- _Work to complete_: Put each line of the listing below into a Markdown table with the columns "Row" and "Line", leaving out any blank lines.

Location identification items:
◇ ◇ ◇ ◇
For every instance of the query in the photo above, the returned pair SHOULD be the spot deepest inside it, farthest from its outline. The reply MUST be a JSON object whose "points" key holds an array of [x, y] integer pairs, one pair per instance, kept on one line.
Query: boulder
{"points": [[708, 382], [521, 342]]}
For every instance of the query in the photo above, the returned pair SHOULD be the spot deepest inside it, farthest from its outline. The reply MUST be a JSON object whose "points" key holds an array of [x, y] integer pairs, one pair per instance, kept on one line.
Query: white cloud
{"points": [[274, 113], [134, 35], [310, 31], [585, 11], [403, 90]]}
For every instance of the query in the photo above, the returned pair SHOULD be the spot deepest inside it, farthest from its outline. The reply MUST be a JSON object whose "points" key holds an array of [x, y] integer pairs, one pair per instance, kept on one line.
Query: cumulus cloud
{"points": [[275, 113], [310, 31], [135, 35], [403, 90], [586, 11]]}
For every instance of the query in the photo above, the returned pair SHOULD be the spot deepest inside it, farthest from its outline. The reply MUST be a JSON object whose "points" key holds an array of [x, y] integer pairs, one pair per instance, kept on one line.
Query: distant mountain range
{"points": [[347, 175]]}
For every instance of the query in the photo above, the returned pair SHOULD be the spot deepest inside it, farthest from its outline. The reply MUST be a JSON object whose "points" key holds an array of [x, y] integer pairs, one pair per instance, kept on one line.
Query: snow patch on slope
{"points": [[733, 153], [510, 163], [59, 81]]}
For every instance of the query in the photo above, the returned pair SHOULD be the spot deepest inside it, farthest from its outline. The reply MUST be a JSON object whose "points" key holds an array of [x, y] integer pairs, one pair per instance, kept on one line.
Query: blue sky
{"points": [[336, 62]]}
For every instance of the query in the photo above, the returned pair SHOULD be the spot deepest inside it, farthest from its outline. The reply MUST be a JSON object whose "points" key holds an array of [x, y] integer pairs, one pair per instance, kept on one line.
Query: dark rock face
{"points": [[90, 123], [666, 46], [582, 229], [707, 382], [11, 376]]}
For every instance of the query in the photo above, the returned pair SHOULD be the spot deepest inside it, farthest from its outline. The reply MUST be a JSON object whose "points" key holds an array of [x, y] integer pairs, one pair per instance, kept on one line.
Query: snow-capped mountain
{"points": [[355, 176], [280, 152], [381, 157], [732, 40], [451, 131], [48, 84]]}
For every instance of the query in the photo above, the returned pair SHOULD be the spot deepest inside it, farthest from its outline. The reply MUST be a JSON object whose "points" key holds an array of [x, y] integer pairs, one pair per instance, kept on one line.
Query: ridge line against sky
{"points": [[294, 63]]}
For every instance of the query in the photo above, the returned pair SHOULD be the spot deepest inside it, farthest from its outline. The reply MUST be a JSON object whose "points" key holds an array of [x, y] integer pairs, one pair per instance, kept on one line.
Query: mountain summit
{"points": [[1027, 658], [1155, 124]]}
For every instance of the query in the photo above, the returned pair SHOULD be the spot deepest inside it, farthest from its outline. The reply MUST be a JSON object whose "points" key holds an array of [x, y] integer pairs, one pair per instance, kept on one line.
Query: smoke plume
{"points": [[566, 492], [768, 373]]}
◇ ◇ ◇ ◇
- _Reply to the exercise_:
| Row | Line |
|---|---|
| 1 | For every instance of the query in the photo above, the returned pair SHOULD be the spot deepest inside it, farthest from its outline. The reply MUST be a JSON object whose "points" key holds an array of [x, y] integer pairs, one pair per instance, kept on one line. |
| 2 | Query: boulder |
| 3 | {"points": [[708, 382], [521, 342]]} |
| 4 | For every instance of the query in the photo above, the returned pair SHOULD be the spot deepest inside it, farthest from its outline. The reply MUST be a JSON object whose "points" key holds an array of [x, y] integer pairs, one pair per instance, kept on one line. |
| 5 | Query: white cloud |
| 6 | {"points": [[274, 113], [134, 35], [310, 31], [585, 11], [403, 90]]} |
| 7 | For every instance of the query in the photo above, the returned pair SHOULD be the spot deepest inside it, farthest from its outline. The reply MUST be a JSON object whose "points" key holds an array of [x, y] integer pairs, one pair per instance, kept on one line. |
| 8 | Query: cumulus cloud |
| 9 | {"points": [[275, 113], [310, 31], [135, 35], [403, 90], [586, 11]]} |
| 10 | For every instance of the query in the photo above, the returned pair SHOULD be the spot deepest inside it, farthest from its outline. The reply MUST be a JSON object whose "points" key holds an array of [x, y] integer pairs, one pair per instance, kept on one line. |
| 11 | Query: distant mountain range |
| 12 | {"points": [[347, 175]]} |
| 13 | For every instance of the query in the photo above, the returned pair SHOULD be the spot deepest inside it, farthest from its outline. The reply MUST be a JSON object whose "points" key holds an array of [x, y] integer pairs, one pair per instance, kept on one line. |
| 14 | Query: snow patch on slope |
| 15 | {"points": [[733, 153], [510, 163], [59, 81]]} |
| 16 | For every instance of the query in the photo above, the returned pair SHOULD be the spot deepest inside it, farthest from its outline. The reply MUST be a JSON object whose "points" key holds an array of [x, y] integer pairs, one pair per instance, kept on one line. |
| 17 | Query: blue sky |
| 18 | {"points": [[336, 62]]} |
| 19 | For every instance of the query in the photo above, the returned pair SHOULD be the spot deepest inside it, farthest from its outline. The reply MUST be a JSON object whose "points" key holds an array of [x, y] integer pairs, one pair per instance, kept on one line. |
| 20 | Query: dark rock face |
| 21 | {"points": [[90, 123], [666, 46], [582, 229], [707, 382], [11, 376]]} |
| 22 | For every instance of the query in the photo above, the returned pair SHOULD be the spot deepest inside it, farthest from its outline. The reply MUST be a JSON object whose "points" key holds an array of [x, y] integer pairs, one pair per instance, kept on one line. |
| 23 | Query: snow-capped mountain |
| 24 | {"points": [[355, 176], [280, 152], [381, 157], [732, 40], [451, 131], [48, 84]]} |
| 25 | For every instance of the query in the photo above, the returned pair SHOULD be the spot deepest inside it, farthest from its outline. The reply MUST be a JSON object whose "points" key holds an array of [x, y] integer pairs, one pair per instance, kept on one line. |
| 26 | Query: ridge line against sky |
| 27 | {"points": [[294, 63]]} |
| 28 | For every instance of the query in the photo above, the returned pair SHOULD be the spot deepest inside it, farthest from its outline. The reply MUST be a JSON object whose "points" key holds an array of [x, y] integer pairs, one pair per instance, kept on one line. |
| 29 | Query: mountain summit |
| 30 | {"points": [[1027, 658], [1155, 124]]} |
| 31 | For every instance of the query in the photo above, the returned pair SHOULD be the spot deepest inside it, farthest from its outline. The reply MUST be a JSON object whose "points" key holds an array of [x, y] integer pairs, one pair per instance, kept on one line. |
| 32 | Query: smoke plume |
| 33 | {"points": [[566, 492], [768, 373]]} |